▸ REQUIRED TASK
Print, word for word, the part of the olhDesign help page that opens with the words containing "## Change the" and closes with "range = c(-1, 1))$design)".
--- begin READING PASSAGE ---
| olhDesign {DiceDesign} | R Documentation |
Nguyen's Orthogonal Latin Hypercube Designs
Description
Generate the Orthogonal Latin Hypercube (OLH) designs proposed by Nguyen in 2008. These OLHs have a latin structure, an orthogonality between the main terms and the interactions (+ squares) and low correlations between the interactions (+ squares). Very larges matrices can be obtained as the number of input variables and hence the number of lines is unconstrained. When the number of input variables is a power of 2, OLHs have d columns and n = 2d + 1 lines (experiments). A vertical truncature is applied when the number of input variables is not a power of 2. Various normalizations can be applied.
Usage
olhDesign(dimension, range = c(0, 1))
Arguments
dimension |
number of input variables |
range |
the scale (min and max) of the inputs. Ranges (0, 0) and (1, 1) are special cases and call integer ranges |
Value
A list with components:
n |
the number of lines/experiments |
dimension |
the number of columns/input variables |
design |
the design of experiments |
Author(s)
N.K. Nguyen for the algorithm. P. Kiener for the recursive R code.
References
Nguyen N.K. (2008) A new class of orthogonal Latinhypercubes, Statistics and Applications, Volume 6, issues 1 and 2, pp.119-123.
See Also
Cioppa's and De Rainville's NOLH designs: nolhDesign, nolhdrDesign.
Examples
## Classical normalizations
olhDesign(4, range = c(0, 0))
olhDesign(4, range = c(1, 1))
olhDesign(4, range = c(0, 1))
olhDesign(4, range = c(-1, 1))
## Change the dimnames, adjust to range (-10, 10) and round to 2 digits
xDRDN(olhDesign(4), letter = "T", dgts = 2, range = c(-10, 10))
## A list of designs
lapply(1:5, function(n) olhDesign(n, range = c(-1, 1))$design)
--- end READING PASSAGE ---
--- begin RECORDS SHOWN ---
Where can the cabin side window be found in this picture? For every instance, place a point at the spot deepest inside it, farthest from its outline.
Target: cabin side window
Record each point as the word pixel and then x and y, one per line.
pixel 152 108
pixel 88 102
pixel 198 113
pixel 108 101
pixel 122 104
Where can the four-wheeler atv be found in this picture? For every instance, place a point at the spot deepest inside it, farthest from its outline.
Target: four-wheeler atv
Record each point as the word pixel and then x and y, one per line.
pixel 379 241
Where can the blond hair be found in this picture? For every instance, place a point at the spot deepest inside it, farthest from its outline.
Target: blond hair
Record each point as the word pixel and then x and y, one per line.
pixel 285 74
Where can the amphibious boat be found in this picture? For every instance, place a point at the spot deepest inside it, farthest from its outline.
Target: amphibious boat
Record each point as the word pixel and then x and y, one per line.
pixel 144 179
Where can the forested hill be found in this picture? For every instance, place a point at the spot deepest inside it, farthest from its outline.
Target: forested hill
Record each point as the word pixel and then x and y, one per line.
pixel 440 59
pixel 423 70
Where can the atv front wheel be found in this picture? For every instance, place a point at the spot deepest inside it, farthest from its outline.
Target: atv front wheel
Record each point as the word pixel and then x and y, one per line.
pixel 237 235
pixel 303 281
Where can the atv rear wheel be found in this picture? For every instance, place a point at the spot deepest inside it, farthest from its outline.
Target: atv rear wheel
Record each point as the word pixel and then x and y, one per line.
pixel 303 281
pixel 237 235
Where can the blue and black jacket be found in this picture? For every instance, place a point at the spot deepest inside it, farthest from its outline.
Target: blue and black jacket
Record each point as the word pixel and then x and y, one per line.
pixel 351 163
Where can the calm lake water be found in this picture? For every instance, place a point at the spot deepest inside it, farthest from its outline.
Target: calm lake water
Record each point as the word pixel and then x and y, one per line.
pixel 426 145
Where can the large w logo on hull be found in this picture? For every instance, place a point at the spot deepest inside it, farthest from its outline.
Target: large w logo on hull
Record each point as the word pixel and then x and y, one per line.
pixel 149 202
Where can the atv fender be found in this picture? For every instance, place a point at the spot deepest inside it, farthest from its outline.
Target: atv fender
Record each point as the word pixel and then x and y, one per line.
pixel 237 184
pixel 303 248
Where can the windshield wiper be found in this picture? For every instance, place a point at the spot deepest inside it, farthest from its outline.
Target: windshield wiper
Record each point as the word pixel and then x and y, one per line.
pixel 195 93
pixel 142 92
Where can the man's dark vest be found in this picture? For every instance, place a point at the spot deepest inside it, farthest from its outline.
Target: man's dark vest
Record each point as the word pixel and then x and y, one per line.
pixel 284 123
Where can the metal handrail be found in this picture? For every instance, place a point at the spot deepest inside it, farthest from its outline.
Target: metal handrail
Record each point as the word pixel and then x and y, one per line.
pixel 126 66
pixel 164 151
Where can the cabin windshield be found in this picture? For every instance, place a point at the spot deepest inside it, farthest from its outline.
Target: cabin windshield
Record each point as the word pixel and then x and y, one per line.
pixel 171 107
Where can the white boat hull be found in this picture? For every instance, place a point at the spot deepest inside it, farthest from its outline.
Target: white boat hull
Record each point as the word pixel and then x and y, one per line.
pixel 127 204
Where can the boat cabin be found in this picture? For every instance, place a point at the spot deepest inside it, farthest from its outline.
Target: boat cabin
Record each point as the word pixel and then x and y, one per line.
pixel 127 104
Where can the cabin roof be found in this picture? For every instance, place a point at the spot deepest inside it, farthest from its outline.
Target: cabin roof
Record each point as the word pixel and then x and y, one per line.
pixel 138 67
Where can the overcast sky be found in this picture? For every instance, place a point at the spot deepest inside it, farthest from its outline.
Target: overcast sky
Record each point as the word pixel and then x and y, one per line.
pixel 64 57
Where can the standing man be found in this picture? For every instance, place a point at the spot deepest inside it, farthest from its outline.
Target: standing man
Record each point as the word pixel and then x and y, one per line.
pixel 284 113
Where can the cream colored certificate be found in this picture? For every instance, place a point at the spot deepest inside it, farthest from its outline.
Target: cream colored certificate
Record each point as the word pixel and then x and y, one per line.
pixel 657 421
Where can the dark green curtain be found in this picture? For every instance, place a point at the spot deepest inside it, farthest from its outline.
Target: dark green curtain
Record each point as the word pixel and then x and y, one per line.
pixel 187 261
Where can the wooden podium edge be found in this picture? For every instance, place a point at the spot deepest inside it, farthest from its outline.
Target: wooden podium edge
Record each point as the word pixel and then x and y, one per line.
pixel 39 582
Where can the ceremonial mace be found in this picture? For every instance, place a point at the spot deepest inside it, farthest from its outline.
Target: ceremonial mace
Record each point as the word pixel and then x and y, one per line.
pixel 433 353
--- end RECORDS SHOWN ---
▸ FINAL ANSWER
## Change the dimnames, adjust to range (-10, 10) and round to 2 digits
xDRDN(olhDesign(4), letter = "T", dgts = 2, range = c(-10, 10))
## A list of designs
lapply(1:5, function(n) olhDesign(n, range = c(-1, 1))$design)